▶ [Text block]:

————

Just 42 days into 2021, and India has already imposed eight internet shutdowns.

Credit : Shubham Patil

It's been just 42 days into 2021, and India has already imposed eight internet shutdowns this year, shows the Internet Shutdown Tracker by the Software Freedom Law Centre of India (SFLC.In). While the ongoing farmers' protests in Delhi have been receiving greater attention with each passing day, the internet shutdowns imposed in parts of the national capital due to the protests have received flak from the international community.

The imposition of internet shutdown has been a common occurrence in India in the past few years, especially used as a tool by the state to curb public agitation. Internet shutdown refers to disruption of internet services, mostly pertaining to mobile internet. These shutdowns were earlier imposed under section 144 of Criminal Procedure, before the government formed the Temporary Suspension of Telecom Services (Public Emergency or Public Safety) Rule in 2017.

In 2016, the UN declared access to the internet as a human right. The Supreme Court of India, in January 2020, declared access to the internet a fundamental right, referring to the internet shutdown in Jammu and Kashmir, based on Article 19(1) of the Indian Constitution, guaranteeing the right to freedom of speech and expression.

When internet connectivity along with other modes of communication was suspended in Jammu and Kashmir for several months starting August 2019, the government as well as others tried to justify the same citing security reasons. What’s there to lose, was the question asked by many government supporters. However, meeting every bit of opposition with a suspension of communication channels has become a pattern in the entire country, not just Jammu and Kashmir, especially in the past three-four years. Recently, Congress chief Anand Sharma, while speaking in the Parliament, called India the ‘internet shutdown capital’ of the world.


Protests met with Shutdowns

Internet shutdowns imposed by the Central Government in parts of the national capital owing to the ongoing farmers’ protests have received worldwide attention. While human rights activists and celebrities have criticised it, this is not the first time that the government has suspended internet services as a way to counter agitations in India. During the protests against the Citizenship Amendment Act (CAA) and the National Register of Citizens (NRC) of India in 2019-2020, internet shutdowns were imposed in parts of several states where there were widespread agitations.

The abrogation of Article 370 in the former state of Jammu and Kashmir was enforced after suspending internet services in the state, in what went on to be the longest internet shutdown in India. In fact, Jammu and Kashmir, from the very beginning has seen several preventive as well as reactive shutdowns, whenever there has been a state of unrest or agitations amongst the Kashmiri people.

Previously, internet services were suspended in districts of Maharashtra and Madhya Pradesh back in 2017, to counter farmers’ agitations in these states. Mobile internet was also banned in parts of Gujarat during the Patidar Protests of 2015 as well as Jat agitations in Haryana in 2016. Maharashtra Bandh that was observed in the state following the violence at Koregaon-Bhima was also met with internet shutdowns in parts of the state.

————

▶ [Dataset extract]:
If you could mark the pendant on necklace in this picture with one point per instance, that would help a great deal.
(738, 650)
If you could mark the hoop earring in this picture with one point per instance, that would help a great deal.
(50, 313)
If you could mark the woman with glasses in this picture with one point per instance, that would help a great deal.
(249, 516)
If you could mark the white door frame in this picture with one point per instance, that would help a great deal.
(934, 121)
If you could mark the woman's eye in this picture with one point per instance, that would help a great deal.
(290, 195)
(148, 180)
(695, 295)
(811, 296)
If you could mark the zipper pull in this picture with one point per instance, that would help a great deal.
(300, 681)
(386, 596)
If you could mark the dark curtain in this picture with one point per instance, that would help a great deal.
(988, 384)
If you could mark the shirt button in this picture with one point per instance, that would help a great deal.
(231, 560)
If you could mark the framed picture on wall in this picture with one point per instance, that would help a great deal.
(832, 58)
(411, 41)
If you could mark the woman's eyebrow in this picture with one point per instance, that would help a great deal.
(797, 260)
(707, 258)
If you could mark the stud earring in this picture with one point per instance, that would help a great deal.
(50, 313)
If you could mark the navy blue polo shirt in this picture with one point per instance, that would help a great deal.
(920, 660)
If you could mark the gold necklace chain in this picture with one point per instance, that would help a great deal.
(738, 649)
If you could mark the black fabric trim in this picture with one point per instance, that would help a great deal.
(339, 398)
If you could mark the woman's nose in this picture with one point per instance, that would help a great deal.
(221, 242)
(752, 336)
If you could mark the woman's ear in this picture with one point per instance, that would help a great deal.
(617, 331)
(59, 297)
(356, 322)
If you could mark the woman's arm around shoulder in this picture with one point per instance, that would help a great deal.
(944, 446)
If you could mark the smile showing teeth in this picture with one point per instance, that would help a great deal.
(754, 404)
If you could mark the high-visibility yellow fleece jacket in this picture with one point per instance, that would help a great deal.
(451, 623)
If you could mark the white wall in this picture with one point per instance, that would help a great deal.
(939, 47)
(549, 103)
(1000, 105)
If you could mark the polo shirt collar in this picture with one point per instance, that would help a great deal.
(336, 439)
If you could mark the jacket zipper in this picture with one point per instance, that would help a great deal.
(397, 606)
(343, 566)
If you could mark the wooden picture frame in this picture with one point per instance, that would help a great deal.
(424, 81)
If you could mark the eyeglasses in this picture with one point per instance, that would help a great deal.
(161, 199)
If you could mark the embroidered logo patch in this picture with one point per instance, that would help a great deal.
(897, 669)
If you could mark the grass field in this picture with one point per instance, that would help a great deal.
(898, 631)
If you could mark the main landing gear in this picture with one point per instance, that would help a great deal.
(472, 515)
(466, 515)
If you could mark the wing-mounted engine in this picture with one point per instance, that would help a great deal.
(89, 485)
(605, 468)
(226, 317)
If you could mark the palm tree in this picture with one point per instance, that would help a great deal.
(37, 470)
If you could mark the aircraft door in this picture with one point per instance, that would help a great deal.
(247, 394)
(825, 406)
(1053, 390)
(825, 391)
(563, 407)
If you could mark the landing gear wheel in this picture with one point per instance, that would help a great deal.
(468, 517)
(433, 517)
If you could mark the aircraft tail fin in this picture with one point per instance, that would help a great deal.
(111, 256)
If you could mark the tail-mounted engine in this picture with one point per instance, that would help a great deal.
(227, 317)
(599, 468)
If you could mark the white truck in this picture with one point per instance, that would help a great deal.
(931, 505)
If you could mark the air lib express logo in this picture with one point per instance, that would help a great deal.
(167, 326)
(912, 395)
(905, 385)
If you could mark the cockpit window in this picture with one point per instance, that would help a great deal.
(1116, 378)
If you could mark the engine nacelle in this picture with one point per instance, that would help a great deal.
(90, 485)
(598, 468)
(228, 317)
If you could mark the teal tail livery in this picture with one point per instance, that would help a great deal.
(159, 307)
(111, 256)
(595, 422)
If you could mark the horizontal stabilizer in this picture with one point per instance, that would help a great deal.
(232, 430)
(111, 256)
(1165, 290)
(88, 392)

————

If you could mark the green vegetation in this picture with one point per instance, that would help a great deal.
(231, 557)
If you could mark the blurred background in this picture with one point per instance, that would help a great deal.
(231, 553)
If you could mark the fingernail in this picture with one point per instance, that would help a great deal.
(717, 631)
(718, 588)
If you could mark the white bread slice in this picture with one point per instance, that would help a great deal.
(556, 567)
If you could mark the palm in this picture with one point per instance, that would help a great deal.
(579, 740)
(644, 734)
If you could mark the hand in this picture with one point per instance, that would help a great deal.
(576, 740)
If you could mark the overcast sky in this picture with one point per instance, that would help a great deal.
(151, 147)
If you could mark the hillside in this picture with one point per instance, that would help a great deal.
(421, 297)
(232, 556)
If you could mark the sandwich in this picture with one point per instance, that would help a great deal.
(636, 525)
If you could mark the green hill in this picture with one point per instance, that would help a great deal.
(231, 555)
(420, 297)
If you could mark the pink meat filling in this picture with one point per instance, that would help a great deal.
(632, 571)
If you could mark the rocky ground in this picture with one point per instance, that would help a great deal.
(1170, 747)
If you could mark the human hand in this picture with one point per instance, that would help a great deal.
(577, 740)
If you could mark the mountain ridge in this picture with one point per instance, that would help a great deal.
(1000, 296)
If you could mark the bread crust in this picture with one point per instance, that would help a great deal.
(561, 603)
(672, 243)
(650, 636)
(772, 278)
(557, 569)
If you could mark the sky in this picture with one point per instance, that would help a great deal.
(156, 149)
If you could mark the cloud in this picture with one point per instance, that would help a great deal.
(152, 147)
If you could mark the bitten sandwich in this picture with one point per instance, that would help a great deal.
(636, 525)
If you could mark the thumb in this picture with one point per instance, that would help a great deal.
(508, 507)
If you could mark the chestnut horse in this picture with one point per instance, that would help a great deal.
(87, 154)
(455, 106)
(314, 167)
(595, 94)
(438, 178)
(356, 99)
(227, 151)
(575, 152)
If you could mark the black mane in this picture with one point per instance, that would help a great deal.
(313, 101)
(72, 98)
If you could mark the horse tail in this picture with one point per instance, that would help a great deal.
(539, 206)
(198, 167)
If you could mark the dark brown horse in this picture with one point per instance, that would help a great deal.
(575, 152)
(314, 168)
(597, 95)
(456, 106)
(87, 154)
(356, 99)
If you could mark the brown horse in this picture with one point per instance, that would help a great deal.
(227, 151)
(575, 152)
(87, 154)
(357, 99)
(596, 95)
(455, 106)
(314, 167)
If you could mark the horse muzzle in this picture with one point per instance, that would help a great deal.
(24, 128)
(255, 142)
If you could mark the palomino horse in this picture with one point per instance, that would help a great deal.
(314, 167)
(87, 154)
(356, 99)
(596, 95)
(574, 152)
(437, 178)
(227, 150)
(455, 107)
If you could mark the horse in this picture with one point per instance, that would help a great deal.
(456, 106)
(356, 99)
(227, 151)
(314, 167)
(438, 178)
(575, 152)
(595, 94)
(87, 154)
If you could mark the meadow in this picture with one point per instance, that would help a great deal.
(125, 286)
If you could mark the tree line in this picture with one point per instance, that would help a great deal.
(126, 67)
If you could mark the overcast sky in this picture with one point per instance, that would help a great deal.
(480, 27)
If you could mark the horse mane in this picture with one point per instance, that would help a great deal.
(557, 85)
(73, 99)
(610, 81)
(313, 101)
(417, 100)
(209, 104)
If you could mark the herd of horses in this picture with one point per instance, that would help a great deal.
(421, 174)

————

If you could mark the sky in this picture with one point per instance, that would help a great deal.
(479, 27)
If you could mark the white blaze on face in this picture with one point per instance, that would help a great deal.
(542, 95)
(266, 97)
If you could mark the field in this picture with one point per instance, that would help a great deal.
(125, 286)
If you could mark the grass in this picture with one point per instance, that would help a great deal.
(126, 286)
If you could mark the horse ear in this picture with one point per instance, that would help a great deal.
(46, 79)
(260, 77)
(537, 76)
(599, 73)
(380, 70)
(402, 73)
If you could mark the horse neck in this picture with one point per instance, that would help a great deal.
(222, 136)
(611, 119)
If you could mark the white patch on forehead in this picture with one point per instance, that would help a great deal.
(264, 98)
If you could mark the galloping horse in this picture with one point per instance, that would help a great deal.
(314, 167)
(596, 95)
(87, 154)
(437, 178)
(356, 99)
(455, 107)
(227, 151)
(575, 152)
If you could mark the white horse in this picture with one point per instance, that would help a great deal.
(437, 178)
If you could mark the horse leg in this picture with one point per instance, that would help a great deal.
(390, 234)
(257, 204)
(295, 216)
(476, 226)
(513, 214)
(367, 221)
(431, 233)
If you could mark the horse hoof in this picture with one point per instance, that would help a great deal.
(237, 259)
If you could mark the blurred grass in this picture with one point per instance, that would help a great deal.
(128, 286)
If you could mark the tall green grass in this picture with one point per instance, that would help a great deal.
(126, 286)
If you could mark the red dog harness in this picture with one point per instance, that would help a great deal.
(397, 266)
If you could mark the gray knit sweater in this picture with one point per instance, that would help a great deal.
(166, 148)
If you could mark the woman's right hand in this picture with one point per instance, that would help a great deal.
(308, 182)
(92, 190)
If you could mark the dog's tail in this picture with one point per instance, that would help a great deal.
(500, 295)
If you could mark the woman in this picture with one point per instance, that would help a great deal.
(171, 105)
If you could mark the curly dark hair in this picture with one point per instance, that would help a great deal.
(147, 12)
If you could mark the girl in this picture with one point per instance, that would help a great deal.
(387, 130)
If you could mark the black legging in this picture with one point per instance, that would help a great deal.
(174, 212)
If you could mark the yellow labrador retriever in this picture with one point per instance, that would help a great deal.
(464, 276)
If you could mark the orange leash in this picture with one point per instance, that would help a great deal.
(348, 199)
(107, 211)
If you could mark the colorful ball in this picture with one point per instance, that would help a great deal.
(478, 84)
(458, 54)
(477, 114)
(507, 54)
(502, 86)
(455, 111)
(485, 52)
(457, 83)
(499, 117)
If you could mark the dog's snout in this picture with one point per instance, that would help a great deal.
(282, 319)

————

Continue the text about internet shutdowns in India, starting right after its last sentence.

History of Internet Shutdowns in India

As per the data by the SFLC, since 2012, India has had a total of 469 shutdowns, around half of which were imposed in Jammu and Kashmir. While there were three internet shutdowns in the country in 2012, by the year 2018, the number had crossed 100. In 2020, there were 83 instances of internet shutdown across the country.

Interestingly, the maximum number of shutdowns, 134, was imposed in the year 2018, followed by 106 in 2019, the year the NDA Government led by Prime Minister Narendra Modi came back to power for the second term. It will be important to note here that social media was one of the important modes of campaigning adopted by the Bharatiya Janata Party (BJP), both for 2014 as well as 2019 general elections. In fact, Digital India has been promoted as one of PM Modi’s flagship programmes, especially since the Demonetisation was enforced in the country towards the end of 2016. Considering this, isn’t it a bit odd that the number of internet suspensions also saw a sudden increase in the country since 2017, when it rose to 79 from 31 in 2016?

According to the available data, communal clashes and agitations have been the major reasons cited for internet shutdowns in India. Apart from Jammu and Kashmir, Rajasthan, Haryana, Uttar Pradesh, West Bengal are some of the states that have seen the most number of shutdowns between 2012 and 2018 (as per the available data). In an amusing instance, in parts of Rajasthan, internet services were suspended to prevent cheating in examinations on over two occasions in 2018, by the then BJP government in the state.


The Jammu & Kashmir Story

The longest internet shutdown in India was imposed in Jammu and Kashmir after the abrogation of Article 370 in the state. While internet shutdowns are not new in Jammu and Kashmir, this time it was different. Not just mobile internet, but broadbands, landlines and cables were also shut down. People were left in the dark about their fate, as the special status given to their state was taken away, also disintegrating it into two union territories. The 213-days-long shutdown lasted between August 4th, 2019 and March 4th, 2020. Even after the shutdown was lifted, the state, now union territory, had access to 2G internet only for several months, the 4G services being resumed just a few days ago, after 552 days of suspension.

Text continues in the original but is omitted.